• **AIM**: Please rewrite every line of the rows below as a JSON list of strings, one string per line and no blank lines. Leave the pictures out of your answer.

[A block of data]
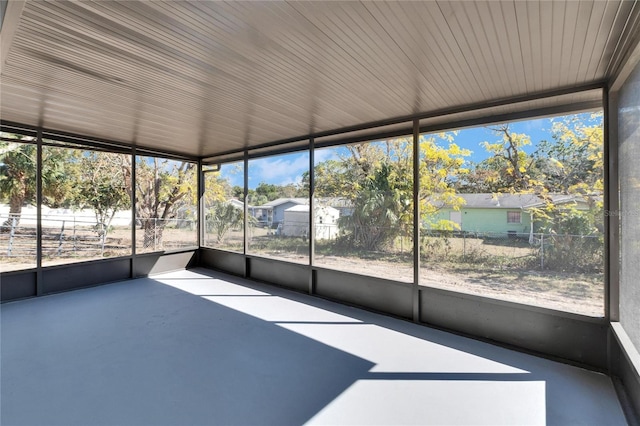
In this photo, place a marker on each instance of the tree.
(18, 175)
(441, 167)
(510, 168)
(222, 217)
(377, 178)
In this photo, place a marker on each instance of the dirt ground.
(581, 294)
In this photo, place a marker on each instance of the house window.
(514, 217)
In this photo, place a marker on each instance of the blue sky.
(286, 169)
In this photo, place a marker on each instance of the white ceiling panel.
(204, 77)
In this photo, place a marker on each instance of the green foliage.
(102, 186)
(162, 187)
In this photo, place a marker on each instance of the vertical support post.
(133, 212)
(416, 221)
(312, 221)
(542, 251)
(39, 284)
(246, 213)
(611, 203)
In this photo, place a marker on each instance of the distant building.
(296, 222)
(271, 214)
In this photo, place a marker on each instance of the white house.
(296, 222)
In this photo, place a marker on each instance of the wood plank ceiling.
(205, 77)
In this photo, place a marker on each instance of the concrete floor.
(202, 348)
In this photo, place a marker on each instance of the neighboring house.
(500, 213)
(296, 222)
(272, 213)
(342, 204)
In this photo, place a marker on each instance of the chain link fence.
(540, 251)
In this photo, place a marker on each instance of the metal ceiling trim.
(427, 115)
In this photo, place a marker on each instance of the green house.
(499, 213)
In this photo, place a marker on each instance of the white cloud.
(279, 170)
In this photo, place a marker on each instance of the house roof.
(514, 201)
(304, 208)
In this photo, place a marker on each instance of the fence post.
(103, 238)
(542, 251)
(11, 235)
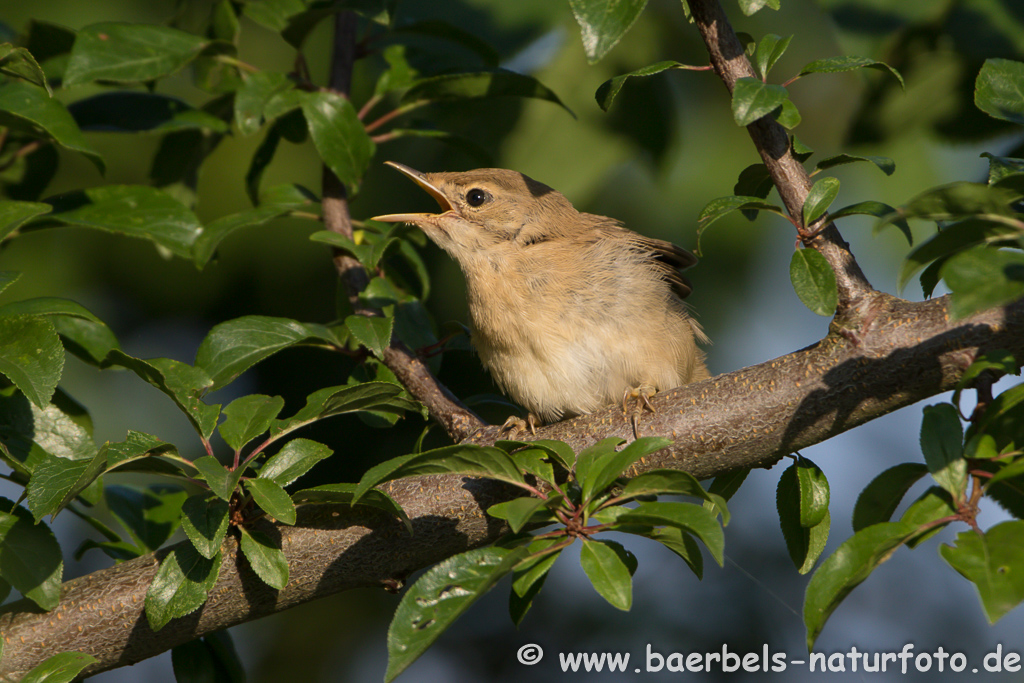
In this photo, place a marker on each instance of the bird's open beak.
(422, 182)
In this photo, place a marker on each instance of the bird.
(570, 311)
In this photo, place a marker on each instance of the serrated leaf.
(374, 333)
(204, 519)
(770, 49)
(983, 278)
(14, 214)
(61, 668)
(26, 108)
(344, 493)
(998, 91)
(248, 417)
(993, 561)
(608, 90)
(521, 511)
(129, 52)
(135, 211)
(848, 62)
(847, 567)
(31, 355)
(814, 281)
(221, 480)
(295, 459)
(820, 197)
(339, 136)
(487, 83)
(686, 516)
(180, 586)
(942, 443)
(439, 597)
(30, 556)
(881, 498)
(272, 499)
(603, 23)
(266, 559)
(753, 98)
(464, 460)
(598, 466)
(607, 572)
(232, 347)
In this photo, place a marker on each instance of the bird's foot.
(515, 424)
(640, 397)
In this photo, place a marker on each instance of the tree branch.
(772, 141)
(457, 420)
(752, 417)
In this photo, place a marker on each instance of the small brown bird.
(570, 311)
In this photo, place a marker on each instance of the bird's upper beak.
(422, 182)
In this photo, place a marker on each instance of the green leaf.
(439, 597)
(942, 443)
(256, 91)
(379, 396)
(205, 520)
(61, 668)
(814, 281)
(770, 49)
(339, 136)
(881, 498)
(847, 567)
(665, 482)
(887, 165)
(31, 355)
(374, 333)
(295, 459)
(184, 384)
(608, 573)
(753, 98)
(993, 561)
(130, 112)
(248, 417)
(488, 83)
(520, 511)
(982, 278)
(18, 62)
(27, 109)
(235, 346)
(272, 499)
(265, 557)
(818, 200)
(344, 493)
(180, 586)
(221, 480)
(608, 90)
(135, 211)
(603, 23)
(998, 91)
(13, 214)
(599, 466)
(805, 542)
(30, 556)
(130, 52)
(464, 460)
(150, 515)
(686, 516)
(848, 62)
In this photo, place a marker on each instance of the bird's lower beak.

• **EXPECTED OUTPUT**:
[
  "In this photo, place a marker on each instance of the tree.",
  "(18, 175)",
  "(441, 167)",
  "(510, 168)",
  "(222, 217)",
  "(377, 178)",
  "In this photo, place a marker on each instance of the dirt ground.",
  "(581, 294)",
  "In this photo, place a marker on each instance of the house window.",
  "(514, 217)",
  "In this photo, place a marker on each instance of the blue sky.",
  "(286, 169)",
  "In this photo, place a marker on each instance of the white ceiling panel.",
  "(204, 77)",
  "In this photo, place a marker on each instance of the green foliage.",
  "(102, 186)",
  "(162, 187)",
  "In this photo, place a marker on each instance of the vertical support post.",
  "(133, 212)",
  "(416, 221)",
  "(312, 221)",
  "(542, 251)",
  "(39, 284)",
  "(246, 213)",
  "(611, 203)",
  "In this photo, place a marker on each instance of the distant building.",
  "(296, 222)",
  "(271, 214)",
  "In this photo, place a marker on each instance of the white house.",
  "(296, 222)",
  "In this photo, place a marker on each instance of the wood plank ceiling.",
  "(205, 77)",
  "In this photo, place a marker on each instance of the concrete floor.",
  "(202, 348)",
  "In this photo, place a marker on each instance of the neighboring house.",
  "(500, 213)",
  "(296, 222)",
  "(272, 213)",
  "(342, 204)",
  "In this photo, place a marker on each instance of the chain link fence.",
  "(540, 251)",
  "In this photo, place a marker on each instance of the metal ceiling trim.",
  "(427, 115)",
  "In this photo, place a marker on each instance of the green house.",
  "(499, 213)",
  "In this photo, place a marker on each instance of the white cloud.",
  "(279, 170)",
  "In this photo, place a marker on each instance of the house roof.",
  "(514, 201)",
  "(304, 208)",
  "In this photo, place a marker on each instance of the fence post.",
  "(103, 238)",
  "(542, 251)",
  "(11, 235)",
  "In this photo, place a marker on each instance of the bird's open beak.",
  "(422, 182)",
  "In this photo, place a marker on each instance of the bird.",
  "(570, 311)",
  "In this photo, place a marker on each instance of the serrated leaf.",
  "(374, 333)",
  "(204, 519)",
  "(770, 49)",
  "(983, 278)",
  "(14, 214)",
  "(61, 668)",
  "(26, 108)",
  "(344, 493)",
  "(998, 91)",
  "(248, 417)",
  "(993, 561)",
  "(608, 90)",
  "(521, 511)",
  "(129, 52)",
  "(135, 211)",
  "(848, 62)",
  "(847, 567)",
  "(31, 355)",
  "(814, 281)",
  "(221, 480)",
  "(295, 459)",
  "(820, 197)",
  "(339, 136)",
  "(487, 83)",
  "(686, 516)",
  "(180, 586)",
  "(942, 443)",
  "(439, 597)",
  "(30, 556)",
  "(881, 498)",
  "(272, 499)",
  "(603, 23)",
  "(266, 559)",
  "(753, 98)",
  "(464, 460)",
  "(598, 466)",
  "(607, 572)",
  "(232, 347)",
  "In this photo, place a marker on each instance of the bird's foot.",
  "(515, 424)",
  "(640, 397)",
  "In this photo, place a marker on each instance of the tree branch.",
  "(772, 141)",
  "(457, 420)",
  "(752, 417)",
  "In this photo, place a marker on each instance of the small brown bird.",
  "(570, 311)",
  "In this photo, place a marker on each instance of the bird's upper beak.",
  "(422, 182)",
  "In this photo, place a marker on each instance of the green leaf.",
  "(439, 597)",
  "(942, 443)",
  "(256, 91)",
  "(379, 396)",
  "(205, 520)",
  "(61, 668)",
  "(814, 281)",
  "(770, 49)",
  "(339, 136)",
  "(881, 498)",
  "(847, 567)",
  "(665, 482)",
  "(887, 165)",
  "(31, 355)",
  "(374, 333)",
  "(295, 459)",
  "(184, 384)",
  "(608, 573)",
  "(753, 98)",
  "(993, 561)",
  "(130, 112)",
  "(248, 417)",
  "(488, 83)",
  "(520, 511)",
  "(982, 278)",
  "(18, 62)",
  "(27, 109)",
  "(235, 346)",
  "(272, 499)",
  "(265, 557)",
  "(818, 200)",
  "(344, 493)",
  "(180, 586)",
  "(221, 480)",
  "(608, 90)",
  "(135, 211)",
  "(603, 23)",
  "(998, 91)",
  "(13, 214)",
  "(599, 466)",
  "(805, 542)",
  "(30, 556)",
  "(130, 52)",
  "(464, 460)",
  "(150, 515)",
  "(686, 516)",
  "(848, 62)",
  "In this photo, place a marker on each instance of the bird's lower beak."
]